- Text
One year ago today, on my 77th birthday, I embarked on a project of using this blog to chronicle my year. After a year I planned to review the year, reassess, and perhaps publish the blogs. I wrote that I was striding confidently into my 78th year, in good health, with the blessings of family, home, career, wonderful dog. Little did I imagine how much would change in a year nor how I would be tested.
Notable in my mind is the fact that I can no longer claim to be in good health. I am officially disabled and taking advantage of Medicare’s home health services. Long story short: I fell in early May and ended up, through my own stubbornness, with an ankle that a trauma surgeon declared beyond surgical repair—a mixed blessing.
I have been non-weight-bearing on my right foot for five weeks, with no idea when things will change. I wear an orthopedic boot night and day. At first this threw me into a great depression, and I decided this would be the year that I aged. Pulled myself out, with the help of medication, because I knew I didn’t want to live that way.

- Tasks to carry out
A. Answer these questions about the blog post on the writer's ankle injury, one line each:
(i) On which birthday did the writer begin the blog project?
(ii) What did the trauma surgeon declare about the ankle?
(iii) For how long has the writer been non-weight-bearing on the right foot?
B. Write the next part of the blog post about the writer's ankle injury, picking up right after its last sentence.
The data that comes next is separate material and has no connection to the blog post.

- Source material
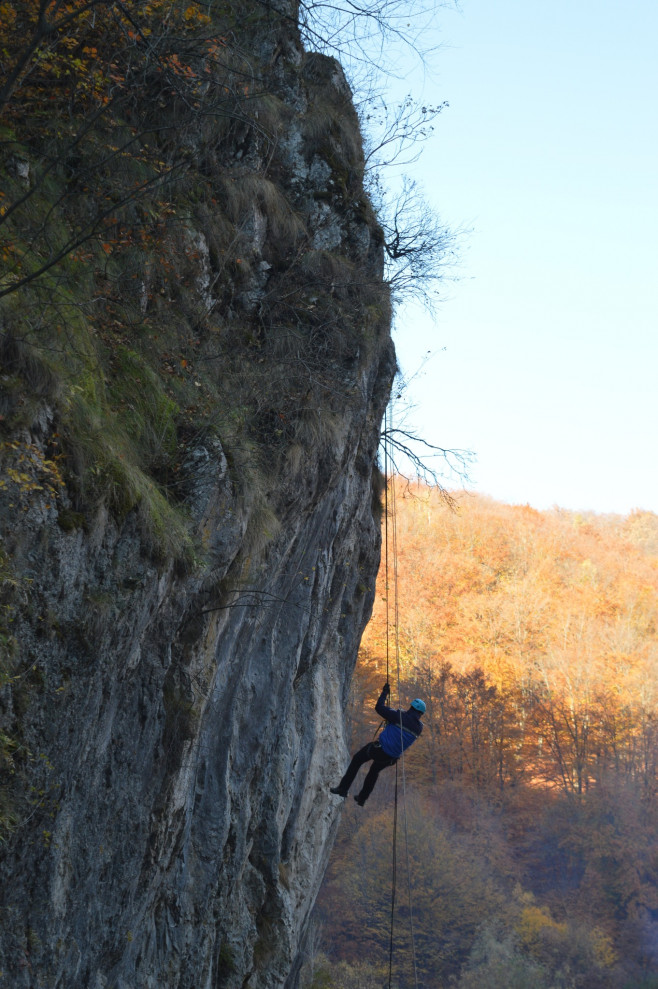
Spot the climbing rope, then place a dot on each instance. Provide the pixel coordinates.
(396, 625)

--

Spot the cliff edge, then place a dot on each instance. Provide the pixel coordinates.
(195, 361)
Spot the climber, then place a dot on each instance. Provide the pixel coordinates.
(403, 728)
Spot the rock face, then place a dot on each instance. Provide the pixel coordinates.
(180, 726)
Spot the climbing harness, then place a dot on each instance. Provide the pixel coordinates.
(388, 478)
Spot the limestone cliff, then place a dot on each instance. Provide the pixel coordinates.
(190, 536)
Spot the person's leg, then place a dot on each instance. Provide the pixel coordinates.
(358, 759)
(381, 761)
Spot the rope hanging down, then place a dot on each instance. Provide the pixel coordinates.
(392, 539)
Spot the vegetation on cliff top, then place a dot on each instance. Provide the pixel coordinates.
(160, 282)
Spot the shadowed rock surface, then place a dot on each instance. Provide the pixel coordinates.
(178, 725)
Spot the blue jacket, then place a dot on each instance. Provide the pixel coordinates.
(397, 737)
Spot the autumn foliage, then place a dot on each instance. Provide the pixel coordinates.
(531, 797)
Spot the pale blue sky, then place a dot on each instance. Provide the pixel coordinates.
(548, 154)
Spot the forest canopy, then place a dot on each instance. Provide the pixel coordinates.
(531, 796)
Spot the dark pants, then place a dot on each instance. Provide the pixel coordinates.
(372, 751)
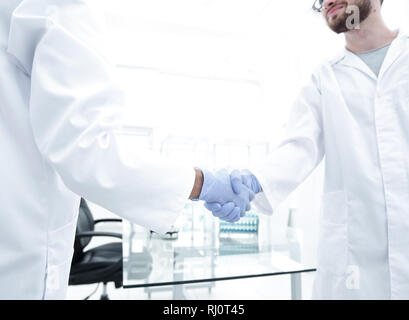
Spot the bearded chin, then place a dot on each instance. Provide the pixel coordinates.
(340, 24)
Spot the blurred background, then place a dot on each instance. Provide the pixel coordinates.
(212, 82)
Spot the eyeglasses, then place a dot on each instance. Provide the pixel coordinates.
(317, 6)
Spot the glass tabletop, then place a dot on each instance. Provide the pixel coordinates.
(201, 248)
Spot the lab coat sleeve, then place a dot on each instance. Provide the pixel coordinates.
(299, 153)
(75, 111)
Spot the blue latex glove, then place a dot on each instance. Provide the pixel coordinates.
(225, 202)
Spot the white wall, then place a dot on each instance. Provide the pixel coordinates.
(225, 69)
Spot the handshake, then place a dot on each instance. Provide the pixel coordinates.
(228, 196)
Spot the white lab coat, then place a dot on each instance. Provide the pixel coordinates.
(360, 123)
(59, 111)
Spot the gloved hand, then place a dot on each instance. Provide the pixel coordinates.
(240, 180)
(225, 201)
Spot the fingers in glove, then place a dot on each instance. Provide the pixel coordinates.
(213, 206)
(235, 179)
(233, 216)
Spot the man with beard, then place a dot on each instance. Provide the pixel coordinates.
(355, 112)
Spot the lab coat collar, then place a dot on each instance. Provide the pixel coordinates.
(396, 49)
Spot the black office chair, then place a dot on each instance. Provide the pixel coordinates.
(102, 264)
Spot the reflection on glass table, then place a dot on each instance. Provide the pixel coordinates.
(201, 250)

- Solved problems
A.
(i) The 77th birthday.
(ii) That it was beyond surgical repair.
(iii) Five weeks.

B.
To complicate matters, I have had troublesome stomach issues for about five weeks—far too long, and a physician’s assistant has ordered overdue tests. I’m sure we’ll get to the bottom of this and correct it. I recognize that though my ankle/leg may get better, I may never walk gracefully and there may be canes, walkers, even wheelchairs in my future. That’s okay, better than a lot of alternatives.
My children have been really supportive. Jordan and her family will be moving into my house in late summer, but she has effectively moved her dogs and herself in already, my oldest son came and got me and took me to his house for a week to give Jordan a break, and this past week my oldest daughter has been here doing yeoman’s work, filling in for those chores I can’t do for myself as I scoot about the house riding on a walker. My younger son will spend a few days with me in August when Jordan goes out of town.
Some good things have happened: I published The Gilded Cage, a book that may be the pinnacle of my career. My chili book is a finalist in the cookbook category of the Will Rogers Medallion Award. Construction of a cottage for me—converting garage apartment—is nearing completion, and I hope to move in September.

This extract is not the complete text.